* TO BE DONE
Take the listing and print it in full, exactly as given.

* STORED ROWS
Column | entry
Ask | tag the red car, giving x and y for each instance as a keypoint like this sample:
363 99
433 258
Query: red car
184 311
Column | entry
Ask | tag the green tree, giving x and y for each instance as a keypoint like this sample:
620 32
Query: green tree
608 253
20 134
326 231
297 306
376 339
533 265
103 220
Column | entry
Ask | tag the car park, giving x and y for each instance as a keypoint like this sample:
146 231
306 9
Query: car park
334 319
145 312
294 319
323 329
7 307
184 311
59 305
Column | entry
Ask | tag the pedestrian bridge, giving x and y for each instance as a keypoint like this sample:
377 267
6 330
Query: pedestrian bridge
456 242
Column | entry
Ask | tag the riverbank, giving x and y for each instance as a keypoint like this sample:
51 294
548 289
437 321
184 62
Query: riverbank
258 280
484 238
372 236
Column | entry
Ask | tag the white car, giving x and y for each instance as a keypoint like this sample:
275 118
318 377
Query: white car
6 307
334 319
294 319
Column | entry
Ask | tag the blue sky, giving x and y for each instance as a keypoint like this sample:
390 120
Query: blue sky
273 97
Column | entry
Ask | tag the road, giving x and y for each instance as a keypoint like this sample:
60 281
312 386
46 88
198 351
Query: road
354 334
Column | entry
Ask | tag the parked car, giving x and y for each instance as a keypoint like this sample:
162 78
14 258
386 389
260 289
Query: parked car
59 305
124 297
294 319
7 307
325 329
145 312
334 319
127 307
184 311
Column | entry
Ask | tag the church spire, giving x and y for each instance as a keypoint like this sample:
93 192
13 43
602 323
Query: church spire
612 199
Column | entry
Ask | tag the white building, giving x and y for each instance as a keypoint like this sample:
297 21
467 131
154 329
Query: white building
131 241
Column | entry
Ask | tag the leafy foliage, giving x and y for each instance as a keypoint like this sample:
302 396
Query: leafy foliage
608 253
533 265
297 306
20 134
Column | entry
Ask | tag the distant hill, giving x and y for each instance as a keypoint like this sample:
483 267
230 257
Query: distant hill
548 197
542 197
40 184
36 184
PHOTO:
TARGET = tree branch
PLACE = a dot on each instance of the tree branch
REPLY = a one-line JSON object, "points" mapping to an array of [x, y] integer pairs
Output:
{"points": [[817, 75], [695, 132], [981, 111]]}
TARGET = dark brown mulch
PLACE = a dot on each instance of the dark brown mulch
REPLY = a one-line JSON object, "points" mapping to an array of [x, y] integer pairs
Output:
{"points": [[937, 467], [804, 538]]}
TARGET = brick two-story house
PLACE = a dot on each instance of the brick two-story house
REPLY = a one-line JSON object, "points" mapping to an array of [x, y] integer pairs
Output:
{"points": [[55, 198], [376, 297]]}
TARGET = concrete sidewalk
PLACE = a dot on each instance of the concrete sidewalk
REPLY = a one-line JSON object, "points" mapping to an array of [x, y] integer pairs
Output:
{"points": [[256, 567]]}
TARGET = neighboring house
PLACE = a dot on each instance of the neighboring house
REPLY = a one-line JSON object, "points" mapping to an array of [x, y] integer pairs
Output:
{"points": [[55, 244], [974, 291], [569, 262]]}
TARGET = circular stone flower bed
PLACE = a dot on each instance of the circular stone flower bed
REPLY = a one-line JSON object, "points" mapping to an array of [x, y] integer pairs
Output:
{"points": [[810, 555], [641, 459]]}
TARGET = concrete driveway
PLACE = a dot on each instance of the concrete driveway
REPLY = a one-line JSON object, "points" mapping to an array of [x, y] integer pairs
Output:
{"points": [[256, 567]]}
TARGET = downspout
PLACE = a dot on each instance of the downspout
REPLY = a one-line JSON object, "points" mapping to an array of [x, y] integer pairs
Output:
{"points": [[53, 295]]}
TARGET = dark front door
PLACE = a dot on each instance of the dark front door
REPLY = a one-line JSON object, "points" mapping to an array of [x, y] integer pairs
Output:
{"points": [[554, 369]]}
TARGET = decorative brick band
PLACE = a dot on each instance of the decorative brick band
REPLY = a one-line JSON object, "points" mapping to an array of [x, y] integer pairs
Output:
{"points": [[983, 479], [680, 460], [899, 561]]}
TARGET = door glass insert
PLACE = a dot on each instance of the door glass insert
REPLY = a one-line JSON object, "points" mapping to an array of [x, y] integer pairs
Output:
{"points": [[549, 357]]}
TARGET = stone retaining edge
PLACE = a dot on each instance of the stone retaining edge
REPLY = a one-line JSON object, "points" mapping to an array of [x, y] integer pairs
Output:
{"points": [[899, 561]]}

* EXERCISE RESPONSE
Column | entry
Ask | tag the red car, giving x and y for each instance as a keypoint like this sample:
363 99
433 258
Query: red car
184 311
Column | entry
Ask | tag the green tree, giving x and y for each instance as a keypoint like this sample:
620 32
Query: green tree
608 253
20 134
326 231
297 306
376 339
533 265
103 220
Column | entry
Ask | tag the car park, giving x and y for each instance as a keypoint like this sample:
146 231
306 9
Query: car park
334 319
145 312
294 319
323 329
7 307
184 311
59 305
Column | entry
Ask | tag the pedestrian bridge, giving x and y for each instance as a keypoint like this sample:
377 267
6 330
Query: pedestrian bridge
456 242
Column | entry
Ask | tag the riverbank, giving x and y for each instance as a keypoint like this sample:
51 294
548 289
437 321
184 62
Query: riverbank
258 280
484 238
372 236
Column | entry
Ask | tag the white car, giving x and y for each instance as a keypoint like this sample:
275 118
318 377
Query: white car
6 307
334 319
294 319
Column | entry
Ask | tag the blue sky, giving x and y for each instance as a keypoint like this sample:
390 120
Query: blue sky
273 97
Column | entry
Ask | tag the road, giving x and y for each instance as a keypoint like this sample:
60 281
312 386
46 88
198 351
Query: road
354 334
Column | entry
Ask | tag the parked car, giving x and y for each instance as a keypoint like this sample:
162 78
14 258
386 389
260 289
Query: parked car
59 305
124 297
294 319
7 307
325 329
145 312
334 319
127 307
184 311
Column | entry
Ask | tag the church spire, giving x and y for each instance as a keypoint like this sample:
93 192
13 43
602 323
Query: church spire
612 199
Column | entry
Ask | tag the white building, giving x and y for each instance as a keypoint like this sample:
297 21
467 131
154 329
Query: white building
131 241
Column | entry
Ask | tag the leafy foliage, giving x and y for each instance as a keypoint like this sample:
302 396
Query: leafy foliage
608 253
533 265
297 306
20 134
Column | entry
Ask | tag the distant hill, giving x and y for each instance as a keypoint like this sample:
483 267
230 257
Query: distant hill
548 197
542 197
40 184
36 184
PHOTO:
TARGET = tree branch
PLACE = a dot on each instance of the tree branch
REPLY = a one-line JSON object, "points" mapping to an array of [x, y] integer pairs
Output:
{"points": [[817, 75], [695, 132], [981, 111]]}
TARGET = dark brown mulch
PLACE = a dot on each instance of the dark brown mulch
REPLY = a one-line JSON object, "points" mapping to an array of [x, y] integer pairs
Output:
{"points": [[937, 467], [804, 538]]}
TARGET = brick two-story house
PLACE = a dot on each instance of the brick two-story house
REPLY = a one-line JSON object, "points" mapping to an array of [x, y] integer pairs
Output:
{"points": [[55, 198], [376, 297]]}
TARGET = concrete sidewalk
PLACE = a dot on each instance of the concrete sidewalk
REPLY = a one-line JSON object, "points" mapping to an array of [x, y] integer pairs
Output:
{"points": [[256, 567]]}
TARGET = neighboring house
PLACE = a dot on each instance of the neighboring house
REPLY = a one-line JSON object, "points" mapping to an array of [x, y] integer pairs
Output:
{"points": [[55, 244], [974, 291], [569, 262]]}
TARGET = circular stone flower bed
PLACE = a dot on each instance of the circular stone flower bed
REPLY = a one-line JSON object, "points" mapping to an array of [x, y] integer pairs
Output:
{"points": [[810, 555], [641, 459]]}
TARGET = concrete driveway
PLACE = a dot on each instance of the concrete driveway
REPLY = a one-line JSON object, "points" mapping to an array of [x, y] integer pairs
Output:
{"points": [[256, 567]]}
TARGET = downspout
PLACE = a dot on each instance of the downspout
REPLY = a one-line JSON object, "points" mapping to an array of [x, y] integer pairs
Output:
{"points": [[53, 295]]}
TARGET = dark front door
PLACE = a dot on each instance of the dark front door
REPLY = a one-line JSON object, "points" mapping to an array of [x, y] integer pairs
Output:
{"points": [[554, 369]]}
TARGET = decorative brick band
PLACE = a dot on each instance of the decorative brick band
REPLY = a one-line JSON object, "points" mapping to an array of [x, y] integer pairs
Output:
{"points": [[983, 479], [680, 460], [899, 561]]}
TARGET = door glass insert
PLACE = a dot on each instance of the door glass insert
REPLY = a one-line JSON object, "points" mapping to an array of [x, y] integer pairs
Output:
{"points": [[549, 357]]}
TARGET = stone retaining edge
PLACE = a dot on each instance of the stone retaining edge
REPLY = a one-line JSON object, "points" mapping to an array of [x, y] integer pairs
Output:
{"points": [[899, 561]]}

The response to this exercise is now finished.